_PROBLEM A_. In the review of Gonçalo M Tavares's novel, which kinds of work does the reviewer say his books have inspired?
_PROBLEM B_. Can you carry on the review of Gonçalo M Tavares's novel, starting right after its final line?

_EXERCISE PASSAGE_.
>>>>>

Joesph Walser’s machine by Gonçalo M Tavares
Portuguese Literature
Orignal title -A Máquina de Joseph Walser
Translator – Rhett McNeil
Source – personal copy
I am going to try and focus mainly on Portuguese writing this Spanish/Portuguese lit month. As for me, I felt it has been a country in Europe that, as a blog, I haven’t focused on or reviewed enough books from over the time I have blogged. But also, it is a country that isn’t mentioned much. I got a couple of novels from Gonçalo M Tavares. When I first came across him, I read Jerusalem, another book from this series of books he called his Kingdom series. They are all set in an unnamed country of vaguely Germanic country. His fellow Portuguese writer Jose Saramago said he would win the Nobel prize. His books have inspired plays art, videos and operas. I didn’t get around to reviewing Jerusalem, but I will get it reviewed at some point, as his other books are hard to get hold of now.
“No one wears shoes like that anymore.”
How many times had Joseph Walser heard that phrase in the last two weeks? What was going on? He had worn these shoes, or similar ones, for years. No one had ever bothered him about them before. No one had ever before cared about his shoes in the least, neither their color nor shape. Why now?
“I don’t care about your shoes or your ideas, do you understand, my dear Walser? What I told you yesterday isn’t important to me, but it is extremely important to you. Can you see the difference?
Can you see the difference that exists between the two of us?

<<<<<

_DATA TO EXAMINE_.
>>>>>

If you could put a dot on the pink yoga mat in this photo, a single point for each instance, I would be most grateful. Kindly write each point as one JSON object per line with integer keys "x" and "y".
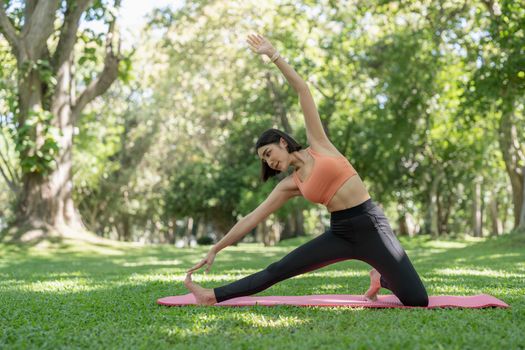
{"x": 383, "y": 301}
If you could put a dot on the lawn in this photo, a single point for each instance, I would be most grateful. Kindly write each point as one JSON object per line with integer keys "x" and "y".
{"x": 89, "y": 295}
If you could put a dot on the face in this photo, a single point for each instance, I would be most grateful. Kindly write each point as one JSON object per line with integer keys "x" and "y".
{"x": 275, "y": 155}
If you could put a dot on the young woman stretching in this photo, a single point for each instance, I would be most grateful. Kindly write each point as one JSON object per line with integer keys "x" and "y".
{"x": 358, "y": 227}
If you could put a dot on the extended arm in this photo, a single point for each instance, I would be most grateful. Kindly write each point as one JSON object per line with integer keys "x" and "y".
{"x": 275, "y": 200}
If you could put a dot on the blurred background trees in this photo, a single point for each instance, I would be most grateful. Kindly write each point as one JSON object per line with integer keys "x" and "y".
{"x": 424, "y": 98}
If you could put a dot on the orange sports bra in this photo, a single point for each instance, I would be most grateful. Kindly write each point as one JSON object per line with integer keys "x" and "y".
{"x": 328, "y": 174}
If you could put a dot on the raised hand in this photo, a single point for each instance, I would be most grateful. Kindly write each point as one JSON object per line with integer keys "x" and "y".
{"x": 260, "y": 45}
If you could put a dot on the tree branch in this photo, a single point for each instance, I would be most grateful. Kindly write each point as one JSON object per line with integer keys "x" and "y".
{"x": 108, "y": 75}
{"x": 39, "y": 26}
{"x": 9, "y": 31}
{"x": 68, "y": 32}
{"x": 10, "y": 182}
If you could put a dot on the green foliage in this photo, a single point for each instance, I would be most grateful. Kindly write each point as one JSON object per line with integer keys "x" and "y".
{"x": 36, "y": 142}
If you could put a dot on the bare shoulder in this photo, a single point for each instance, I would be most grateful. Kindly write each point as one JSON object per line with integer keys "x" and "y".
{"x": 325, "y": 147}
{"x": 289, "y": 186}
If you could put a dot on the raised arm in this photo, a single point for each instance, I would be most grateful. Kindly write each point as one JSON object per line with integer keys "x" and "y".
{"x": 314, "y": 128}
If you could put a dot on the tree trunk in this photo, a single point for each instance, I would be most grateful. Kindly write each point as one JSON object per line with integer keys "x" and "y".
{"x": 513, "y": 156}
{"x": 476, "y": 210}
{"x": 46, "y": 201}
{"x": 431, "y": 215}
{"x": 494, "y": 217}
{"x": 521, "y": 225}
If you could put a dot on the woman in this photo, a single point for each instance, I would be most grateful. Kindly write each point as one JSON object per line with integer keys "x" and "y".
{"x": 358, "y": 227}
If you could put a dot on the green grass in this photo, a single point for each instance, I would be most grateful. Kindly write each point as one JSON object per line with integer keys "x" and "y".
{"x": 87, "y": 295}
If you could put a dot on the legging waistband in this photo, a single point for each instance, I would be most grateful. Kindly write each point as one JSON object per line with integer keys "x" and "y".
{"x": 353, "y": 211}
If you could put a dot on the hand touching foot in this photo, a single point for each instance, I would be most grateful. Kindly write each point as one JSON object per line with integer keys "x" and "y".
{"x": 202, "y": 295}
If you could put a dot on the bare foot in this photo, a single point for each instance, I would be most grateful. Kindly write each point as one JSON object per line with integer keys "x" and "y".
{"x": 375, "y": 286}
{"x": 203, "y": 296}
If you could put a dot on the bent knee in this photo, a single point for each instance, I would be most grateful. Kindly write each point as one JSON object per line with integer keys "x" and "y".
{"x": 417, "y": 300}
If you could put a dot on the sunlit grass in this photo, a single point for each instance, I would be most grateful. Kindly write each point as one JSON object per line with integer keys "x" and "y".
{"x": 85, "y": 295}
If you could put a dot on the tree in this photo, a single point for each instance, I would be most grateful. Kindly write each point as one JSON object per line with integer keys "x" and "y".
{"x": 51, "y": 100}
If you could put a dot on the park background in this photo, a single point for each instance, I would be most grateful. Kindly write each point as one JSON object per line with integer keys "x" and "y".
{"x": 127, "y": 135}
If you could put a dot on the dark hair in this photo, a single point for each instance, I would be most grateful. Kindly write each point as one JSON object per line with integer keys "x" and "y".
{"x": 274, "y": 136}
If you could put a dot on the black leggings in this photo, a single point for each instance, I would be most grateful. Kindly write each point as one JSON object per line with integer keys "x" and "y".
{"x": 361, "y": 232}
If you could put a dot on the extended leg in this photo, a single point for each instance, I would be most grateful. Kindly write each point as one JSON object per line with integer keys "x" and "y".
{"x": 321, "y": 251}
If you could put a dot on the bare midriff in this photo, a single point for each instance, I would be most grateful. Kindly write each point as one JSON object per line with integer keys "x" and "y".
{"x": 350, "y": 194}
{"x": 353, "y": 192}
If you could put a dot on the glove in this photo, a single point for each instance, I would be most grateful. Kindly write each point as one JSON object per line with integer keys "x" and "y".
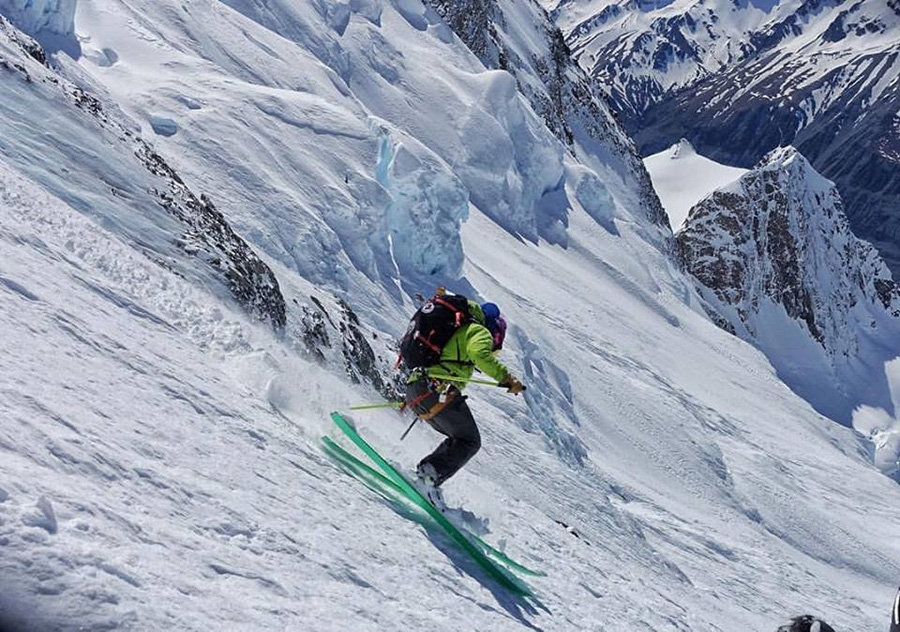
{"x": 512, "y": 385}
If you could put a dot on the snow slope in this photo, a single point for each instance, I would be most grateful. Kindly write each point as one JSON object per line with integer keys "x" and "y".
{"x": 778, "y": 263}
{"x": 160, "y": 463}
{"x": 682, "y": 177}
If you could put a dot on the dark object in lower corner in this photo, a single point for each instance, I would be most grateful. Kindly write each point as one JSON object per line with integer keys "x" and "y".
{"x": 806, "y": 623}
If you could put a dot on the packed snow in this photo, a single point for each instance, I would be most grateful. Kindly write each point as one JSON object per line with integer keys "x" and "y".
{"x": 682, "y": 177}
{"x": 161, "y": 466}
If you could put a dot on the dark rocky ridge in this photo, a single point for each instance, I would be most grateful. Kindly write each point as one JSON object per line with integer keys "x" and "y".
{"x": 205, "y": 235}
{"x": 564, "y": 95}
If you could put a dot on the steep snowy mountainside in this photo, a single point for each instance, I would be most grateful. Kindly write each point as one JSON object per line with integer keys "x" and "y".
{"x": 682, "y": 177}
{"x": 390, "y": 187}
{"x": 169, "y": 456}
{"x": 740, "y": 81}
{"x": 163, "y": 468}
{"x": 87, "y": 152}
{"x": 519, "y": 37}
{"x": 51, "y": 22}
{"x": 776, "y": 257}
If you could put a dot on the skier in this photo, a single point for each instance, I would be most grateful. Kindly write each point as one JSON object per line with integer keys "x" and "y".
{"x": 440, "y": 402}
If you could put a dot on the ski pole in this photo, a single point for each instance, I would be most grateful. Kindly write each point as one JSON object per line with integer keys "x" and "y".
{"x": 373, "y": 406}
{"x": 403, "y": 436}
{"x": 470, "y": 380}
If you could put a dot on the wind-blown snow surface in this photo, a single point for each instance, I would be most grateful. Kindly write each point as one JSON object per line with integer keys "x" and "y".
{"x": 682, "y": 177}
{"x": 160, "y": 467}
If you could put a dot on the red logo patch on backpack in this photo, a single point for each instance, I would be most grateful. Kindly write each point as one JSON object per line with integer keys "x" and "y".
{"x": 431, "y": 327}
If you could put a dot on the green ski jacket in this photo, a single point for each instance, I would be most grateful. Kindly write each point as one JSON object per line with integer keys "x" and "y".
{"x": 469, "y": 348}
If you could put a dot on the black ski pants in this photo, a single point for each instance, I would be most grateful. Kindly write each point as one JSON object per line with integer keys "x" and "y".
{"x": 455, "y": 422}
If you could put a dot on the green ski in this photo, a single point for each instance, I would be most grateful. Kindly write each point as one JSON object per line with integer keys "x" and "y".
{"x": 504, "y": 577}
{"x": 369, "y": 474}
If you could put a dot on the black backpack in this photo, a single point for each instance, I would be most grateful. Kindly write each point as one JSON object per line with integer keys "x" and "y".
{"x": 431, "y": 327}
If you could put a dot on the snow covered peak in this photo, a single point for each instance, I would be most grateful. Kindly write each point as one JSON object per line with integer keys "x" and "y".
{"x": 681, "y": 150}
{"x": 780, "y": 267}
{"x": 682, "y": 178}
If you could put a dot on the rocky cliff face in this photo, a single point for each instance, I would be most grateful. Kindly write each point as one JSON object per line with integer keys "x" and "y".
{"x": 738, "y": 80}
{"x": 778, "y": 265}
{"x": 198, "y": 235}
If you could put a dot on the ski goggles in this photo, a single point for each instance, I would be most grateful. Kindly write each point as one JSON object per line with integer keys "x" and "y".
{"x": 497, "y": 327}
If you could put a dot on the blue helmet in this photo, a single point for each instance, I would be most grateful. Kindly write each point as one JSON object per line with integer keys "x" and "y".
{"x": 495, "y": 323}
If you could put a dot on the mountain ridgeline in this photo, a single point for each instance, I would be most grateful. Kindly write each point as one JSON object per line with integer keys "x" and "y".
{"x": 738, "y": 80}
{"x": 779, "y": 266}
{"x": 522, "y": 40}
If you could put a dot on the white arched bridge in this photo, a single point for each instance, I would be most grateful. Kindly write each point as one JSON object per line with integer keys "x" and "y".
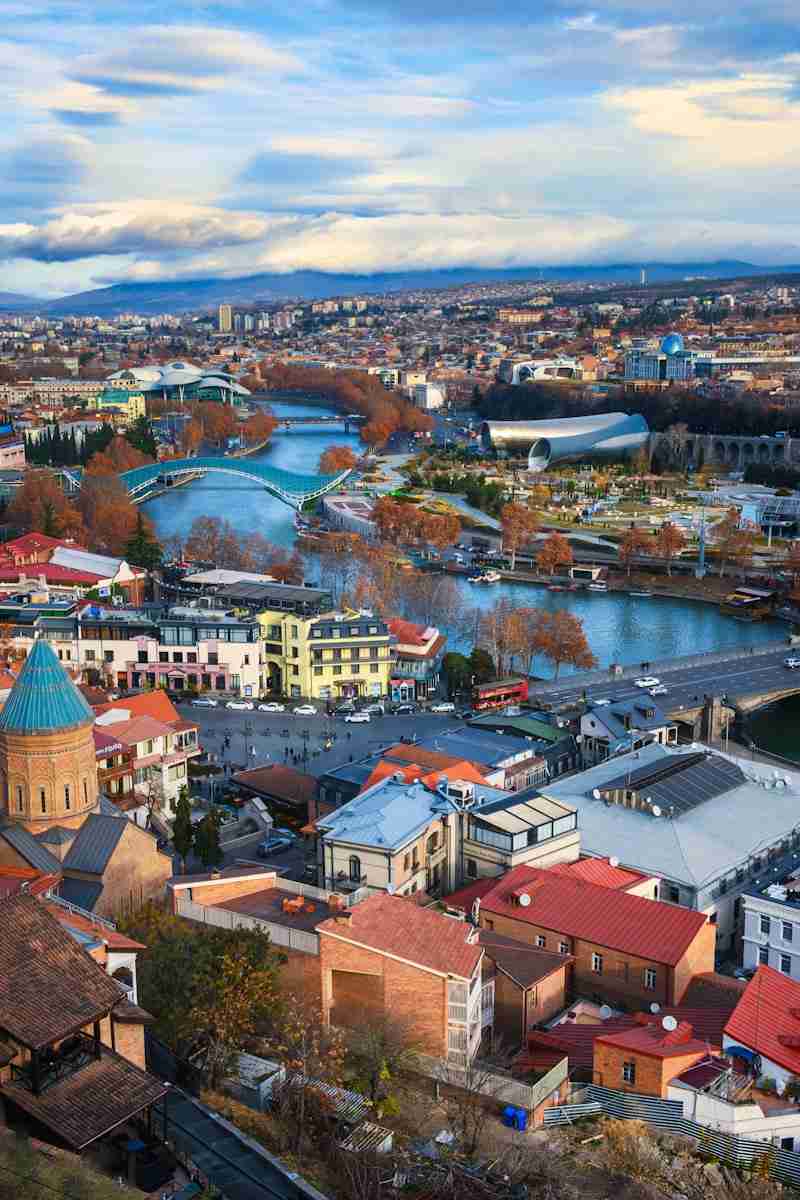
{"x": 293, "y": 489}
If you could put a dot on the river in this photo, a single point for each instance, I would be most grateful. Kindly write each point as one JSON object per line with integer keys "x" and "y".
{"x": 620, "y": 629}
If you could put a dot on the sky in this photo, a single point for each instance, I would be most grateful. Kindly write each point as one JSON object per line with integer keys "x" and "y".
{"x": 155, "y": 142}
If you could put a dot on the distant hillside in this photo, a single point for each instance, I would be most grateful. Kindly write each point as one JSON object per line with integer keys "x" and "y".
{"x": 192, "y": 294}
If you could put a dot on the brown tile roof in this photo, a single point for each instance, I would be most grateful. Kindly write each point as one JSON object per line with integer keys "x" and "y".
{"x": 48, "y": 984}
{"x": 392, "y": 925}
{"x": 92, "y": 1101}
{"x": 618, "y": 921}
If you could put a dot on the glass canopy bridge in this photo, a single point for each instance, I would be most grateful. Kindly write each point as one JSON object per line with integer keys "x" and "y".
{"x": 293, "y": 489}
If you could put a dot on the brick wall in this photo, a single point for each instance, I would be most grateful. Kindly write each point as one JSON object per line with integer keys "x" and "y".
{"x": 623, "y": 975}
{"x": 651, "y": 1073}
{"x": 414, "y": 1000}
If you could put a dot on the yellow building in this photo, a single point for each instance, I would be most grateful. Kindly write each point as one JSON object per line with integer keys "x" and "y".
{"x": 328, "y": 655}
{"x": 127, "y": 406}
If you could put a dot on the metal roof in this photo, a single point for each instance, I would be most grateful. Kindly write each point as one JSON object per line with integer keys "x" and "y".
{"x": 44, "y": 697}
{"x": 25, "y": 845}
{"x": 95, "y": 844}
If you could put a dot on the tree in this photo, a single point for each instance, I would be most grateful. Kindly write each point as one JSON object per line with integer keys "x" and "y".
{"x": 142, "y": 437}
{"x": 669, "y": 543}
{"x": 457, "y": 671}
{"x": 336, "y": 459}
{"x": 206, "y": 840}
{"x": 142, "y": 549}
{"x": 206, "y": 987}
{"x": 182, "y": 827}
{"x": 555, "y": 551}
{"x": 635, "y": 544}
{"x": 518, "y": 526}
{"x": 561, "y": 639}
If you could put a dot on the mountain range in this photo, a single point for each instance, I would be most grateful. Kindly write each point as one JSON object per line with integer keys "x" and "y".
{"x": 266, "y": 288}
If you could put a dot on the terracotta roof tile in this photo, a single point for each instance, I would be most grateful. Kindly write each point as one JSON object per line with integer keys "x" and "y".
{"x": 647, "y": 929}
{"x": 767, "y": 1019}
{"x": 392, "y": 925}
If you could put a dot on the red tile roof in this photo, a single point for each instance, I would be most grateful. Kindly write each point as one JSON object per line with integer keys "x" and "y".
{"x": 600, "y": 870}
{"x": 635, "y": 925}
{"x": 767, "y": 1019}
{"x": 655, "y": 1042}
{"x": 392, "y": 925}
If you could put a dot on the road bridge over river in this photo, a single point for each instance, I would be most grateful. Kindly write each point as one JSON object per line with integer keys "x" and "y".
{"x": 745, "y": 679}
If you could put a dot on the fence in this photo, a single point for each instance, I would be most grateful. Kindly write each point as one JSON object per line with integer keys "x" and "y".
{"x": 280, "y": 935}
{"x": 585, "y": 678}
{"x": 668, "y": 1115}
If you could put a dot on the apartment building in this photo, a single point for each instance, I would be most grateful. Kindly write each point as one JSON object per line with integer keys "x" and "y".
{"x": 627, "y": 949}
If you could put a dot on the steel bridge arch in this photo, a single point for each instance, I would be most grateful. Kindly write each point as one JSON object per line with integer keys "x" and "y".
{"x": 288, "y": 486}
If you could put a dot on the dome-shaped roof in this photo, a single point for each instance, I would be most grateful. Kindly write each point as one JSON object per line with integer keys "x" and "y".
{"x": 44, "y": 697}
{"x": 673, "y": 343}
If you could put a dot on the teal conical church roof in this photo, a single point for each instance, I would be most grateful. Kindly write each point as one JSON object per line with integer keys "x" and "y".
{"x": 44, "y": 699}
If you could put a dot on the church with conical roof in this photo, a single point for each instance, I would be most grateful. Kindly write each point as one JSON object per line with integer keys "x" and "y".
{"x": 48, "y": 772}
{"x": 52, "y": 815}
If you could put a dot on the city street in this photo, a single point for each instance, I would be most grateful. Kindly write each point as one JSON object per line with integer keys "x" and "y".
{"x": 739, "y": 677}
{"x": 259, "y": 738}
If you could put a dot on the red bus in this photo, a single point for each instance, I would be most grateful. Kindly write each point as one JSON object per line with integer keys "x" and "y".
{"x": 499, "y": 693}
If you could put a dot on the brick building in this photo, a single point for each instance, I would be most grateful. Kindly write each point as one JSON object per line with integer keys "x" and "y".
{"x": 626, "y": 949}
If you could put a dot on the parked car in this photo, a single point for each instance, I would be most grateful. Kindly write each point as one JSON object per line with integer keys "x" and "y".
{"x": 272, "y": 846}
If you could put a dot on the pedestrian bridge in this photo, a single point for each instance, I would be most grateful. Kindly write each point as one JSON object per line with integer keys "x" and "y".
{"x": 293, "y": 489}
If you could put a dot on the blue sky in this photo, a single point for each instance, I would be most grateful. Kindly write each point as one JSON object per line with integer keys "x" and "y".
{"x": 157, "y": 142}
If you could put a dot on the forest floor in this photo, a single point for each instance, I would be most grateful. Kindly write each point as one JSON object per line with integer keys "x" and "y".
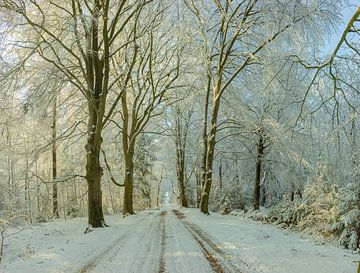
{"x": 169, "y": 240}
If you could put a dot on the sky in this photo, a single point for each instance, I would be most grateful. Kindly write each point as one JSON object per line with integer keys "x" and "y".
{"x": 348, "y": 12}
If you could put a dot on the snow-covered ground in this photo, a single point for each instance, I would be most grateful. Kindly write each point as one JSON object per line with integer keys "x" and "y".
{"x": 169, "y": 241}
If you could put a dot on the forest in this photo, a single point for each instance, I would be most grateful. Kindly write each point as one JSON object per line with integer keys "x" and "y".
{"x": 184, "y": 109}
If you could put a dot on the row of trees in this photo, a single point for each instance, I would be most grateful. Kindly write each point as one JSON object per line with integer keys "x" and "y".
{"x": 240, "y": 87}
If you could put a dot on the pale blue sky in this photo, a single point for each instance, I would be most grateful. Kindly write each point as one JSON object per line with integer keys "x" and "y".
{"x": 348, "y": 12}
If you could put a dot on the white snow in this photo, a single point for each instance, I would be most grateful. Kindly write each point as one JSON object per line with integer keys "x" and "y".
{"x": 270, "y": 249}
{"x": 145, "y": 242}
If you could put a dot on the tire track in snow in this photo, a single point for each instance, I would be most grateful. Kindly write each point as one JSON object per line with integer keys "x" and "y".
{"x": 218, "y": 259}
{"x": 163, "y": 235}
{"x": 92, "y": 262}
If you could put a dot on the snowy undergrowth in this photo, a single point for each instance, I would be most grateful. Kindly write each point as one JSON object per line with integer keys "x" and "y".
{"x": 59, "y": 244}
{"x": 324, "y": 212}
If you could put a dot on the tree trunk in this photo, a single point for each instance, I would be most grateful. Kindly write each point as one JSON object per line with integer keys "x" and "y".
{"x": 256, "y": 201}
{"x": 220, "y": 176}
{"x": 94, "y": 171}
{"x": 181, "y": 178}
{"x": 203, "y": 151}
{"x": 128, "y": 183}
{"x": 54, "y": 166}
{"x": 180, "y": 142}
{"x": 205, "y": 193}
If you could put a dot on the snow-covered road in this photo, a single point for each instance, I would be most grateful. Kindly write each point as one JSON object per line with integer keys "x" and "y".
{"x": 173, "y": 241}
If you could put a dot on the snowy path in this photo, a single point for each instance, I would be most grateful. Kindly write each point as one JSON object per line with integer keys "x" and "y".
{"x": 170, "y": 241}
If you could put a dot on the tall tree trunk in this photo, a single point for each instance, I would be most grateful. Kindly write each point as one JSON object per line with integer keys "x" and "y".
{"x": 54, "y": 163}
{"x": 205, "y": 193}
{"x": 220, "y": 176}
{"x": 204, "y": 152}
{"x": 94, "y": 171}
{"x": 180, "y": 142}
{"x": 260, "y": 154}
{"x": 129, "y": 183}
{"x": 181, "y": 177}
{"x": 128, "y": 150}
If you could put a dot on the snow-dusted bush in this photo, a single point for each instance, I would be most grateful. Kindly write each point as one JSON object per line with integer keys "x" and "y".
{"x": 228, "y": 199}
{"x": 315, "y": 212}
{"x": 348, "y": 210}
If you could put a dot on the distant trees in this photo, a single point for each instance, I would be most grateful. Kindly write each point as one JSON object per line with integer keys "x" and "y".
{"x": 81, "y": 39}
{"x": 234, "y": 36}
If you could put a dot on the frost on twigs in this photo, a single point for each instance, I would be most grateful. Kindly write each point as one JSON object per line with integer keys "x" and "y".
{"x": 315, "y": 212}
{"x": 348, "y": 210}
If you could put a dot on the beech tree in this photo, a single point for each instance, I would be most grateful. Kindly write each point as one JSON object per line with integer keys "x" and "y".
{"x": 80, "y": 38}
{"x": 233, "y": 41}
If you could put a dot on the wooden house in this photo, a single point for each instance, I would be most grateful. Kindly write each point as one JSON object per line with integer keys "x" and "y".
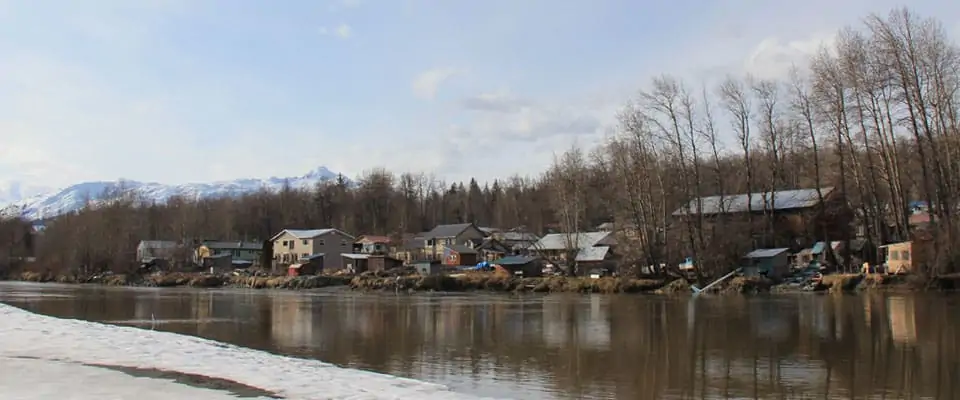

<<<<<

_EXPECTED ANSWER A_. Plays, art, videos and operas.

_EXPECTED ANSWER B_.
Between my shoes and your shoes, between my ideas and your ideas? I’m not interested in your shoes and I’m not interested in your ideas. But you’re interested in my ideas; that’s the difference between us, you see
His shoes this made me smile as for me they always say oh your laces is loose as it is alway undone
The book opens with the lines that he was a strange man. That strange man was the lead character of the novel Joseph Walser a man living in an unnamed city. He is a man of routine and habits. But also the style of Joesph’s shoes, which are an older style. He is a man that stands out in a crowd. But what happens when the city he lives in is suddenly invaded? How will this man of routine be? As the world around him dissolves and the people and world he knows to start to change, he just wants to follow the routine of working on his machine and then, in the evening, play a game with people he knows. The chapters see little by little how he copes as one more thing is thrown in his way and in the way of his routine. What happens when a character stepping out of a lowry is stuck in a war?
Joseph Walser went out every Saturday night to Fluzst M.s house, where he played dice for low-stakes bets with three other work-mates. The five men all worked at the same factory. They were all low-level employees and made average wages. Over the years their passion for games of chance had brought them together. There was no exceptional friendship among them, but they rarely missed a Saturday. The amounts being bet in the game could be considered small, when compared with other underground games around the city, but in proportion to their wages the amounts were large. All five men were married; for the players, their wives were the most difficult thing about their gambling. There wasn’t a single wife who didn’t complain about her husband losing a certain amount of money in the game.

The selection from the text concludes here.